— BEGIN Text block —

# Harwich/Hook of Holland advice?



## civetcat (May 1, 2012)

Hi there Just joined but have been wild camping for donkeys years now (mainly abroad & Scotland). Used to have an Autoquest 270 for 16 years and now downsized to an Autosleeper Mezan which we've had for 6 years. We manage to overwinter in either Spain or Portugal in it - the awning helps! 

We have a question to ask. Does anyone know if you can stay overnight at Harwich and Hook of Holland ports? We've not done that crossing before.

Also does anyone know the prices of a 907 Camping Gaz exchange in Holland, Germany or Italy? I know they are a lot cheaper in Spain & Potugal than here and a lot dearer in France. Is it worth filling up our empty cylinder before we go?

Thanks


----------



## civetcat (May 1, 2012)

Update - Have phoned Stena thru their press button line and found out that overnight stay at Harwich is OK but he wasn't sure about Hook of Holland as there isn't as much space there. Any ideas?


----------



## David & Ann (May 1, 2012)

civetcat said:


> Update - Have phoned Stena thru their press button line and found out that overnight stay at Harwich is OK but he wasn't sure about Hook of Holland as there isn't as much space there. Any ideas?



It has been a few years since I travelled from the Hook of Holland. The Ferry from the Hook to Harwich was stopped, (don't remember when) hence my reason for not travelling from there any more. Back to your point. There is quite a large car park, free of charge. As you approach the Ferry terminal, there is a little slip road, usually you will see a fish and chip on this slip road. Drive up this road and turn left, a few metres to your left it opens out into a large parking area. I used to park there always overnight to get the early morning Ferry. I do not know if the Harwich to Hook Ferry is running again. Perhaps someone on here can help on that point.

— END Text block —
— BEGIN Raw records —

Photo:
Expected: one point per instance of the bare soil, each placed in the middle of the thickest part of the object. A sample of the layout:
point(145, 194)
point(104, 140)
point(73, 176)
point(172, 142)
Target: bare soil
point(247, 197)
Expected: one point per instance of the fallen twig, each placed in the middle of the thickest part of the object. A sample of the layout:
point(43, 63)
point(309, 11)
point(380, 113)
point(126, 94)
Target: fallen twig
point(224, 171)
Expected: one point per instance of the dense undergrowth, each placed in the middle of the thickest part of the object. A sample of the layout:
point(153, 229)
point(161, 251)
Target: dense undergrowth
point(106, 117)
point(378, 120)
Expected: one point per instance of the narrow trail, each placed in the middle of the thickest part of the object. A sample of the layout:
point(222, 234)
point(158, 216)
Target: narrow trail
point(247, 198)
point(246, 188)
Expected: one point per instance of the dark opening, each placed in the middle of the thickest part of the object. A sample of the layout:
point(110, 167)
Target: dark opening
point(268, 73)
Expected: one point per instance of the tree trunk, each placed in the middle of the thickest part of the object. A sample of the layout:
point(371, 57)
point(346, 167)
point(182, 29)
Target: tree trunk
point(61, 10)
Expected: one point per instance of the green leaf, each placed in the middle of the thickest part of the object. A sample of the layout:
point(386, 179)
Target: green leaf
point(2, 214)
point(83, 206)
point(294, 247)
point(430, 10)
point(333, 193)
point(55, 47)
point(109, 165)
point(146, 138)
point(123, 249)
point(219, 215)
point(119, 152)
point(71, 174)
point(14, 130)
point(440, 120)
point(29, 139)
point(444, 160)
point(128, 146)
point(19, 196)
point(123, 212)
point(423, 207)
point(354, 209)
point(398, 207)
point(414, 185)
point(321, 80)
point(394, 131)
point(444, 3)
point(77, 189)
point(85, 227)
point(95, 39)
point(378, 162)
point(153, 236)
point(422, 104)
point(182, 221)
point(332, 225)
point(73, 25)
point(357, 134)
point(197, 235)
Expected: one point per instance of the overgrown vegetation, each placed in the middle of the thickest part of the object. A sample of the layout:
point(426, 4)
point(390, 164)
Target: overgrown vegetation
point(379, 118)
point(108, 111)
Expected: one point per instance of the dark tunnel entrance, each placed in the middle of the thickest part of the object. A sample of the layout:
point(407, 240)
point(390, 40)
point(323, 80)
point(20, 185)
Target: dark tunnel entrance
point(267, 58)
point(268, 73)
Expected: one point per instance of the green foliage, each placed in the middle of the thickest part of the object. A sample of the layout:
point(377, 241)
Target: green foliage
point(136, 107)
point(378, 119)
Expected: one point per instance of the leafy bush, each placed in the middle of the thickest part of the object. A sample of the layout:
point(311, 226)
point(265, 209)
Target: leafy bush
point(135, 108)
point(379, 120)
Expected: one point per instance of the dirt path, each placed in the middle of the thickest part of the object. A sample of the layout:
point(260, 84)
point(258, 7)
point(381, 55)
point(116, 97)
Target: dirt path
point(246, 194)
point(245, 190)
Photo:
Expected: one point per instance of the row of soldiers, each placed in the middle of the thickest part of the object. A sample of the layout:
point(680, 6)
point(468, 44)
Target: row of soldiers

— END Raw records —

### Task to complete
Extend the forum thread about overnight parking at the Harwich and Hook of Holland ferry ports, starting after its last post. The data plays no role here.

### Exercise result
----------



## Robmac (May 1, 2012)

Welcome to the site


----------



## David & Ann (May 1, 2012)

Looked up Stena sailings. They do sailings to the Hook of Holland and return daily.


----------



## scampa (May 1, 2012)

Hi & Welcome!!    :wave:


----------



## driftwood (May 2, 2012)

*Alternative*

I used the ferry in August, 2011 en route to Moscow, as it is my nearest ferry port.
I am sure that you could wild-camp along The Walls at Manningtree, if you are not averse to swans.
Alternatively, the are camping facilities at The Strangers Home:
<http://www.strangershome.co.uk/>.


----------



## civetcat (May 2, 2012)

Many thanks for your suggestions - I don't mind swans if they know their place and don't bother me!


----------



## kimbowbill (May 2, 2012)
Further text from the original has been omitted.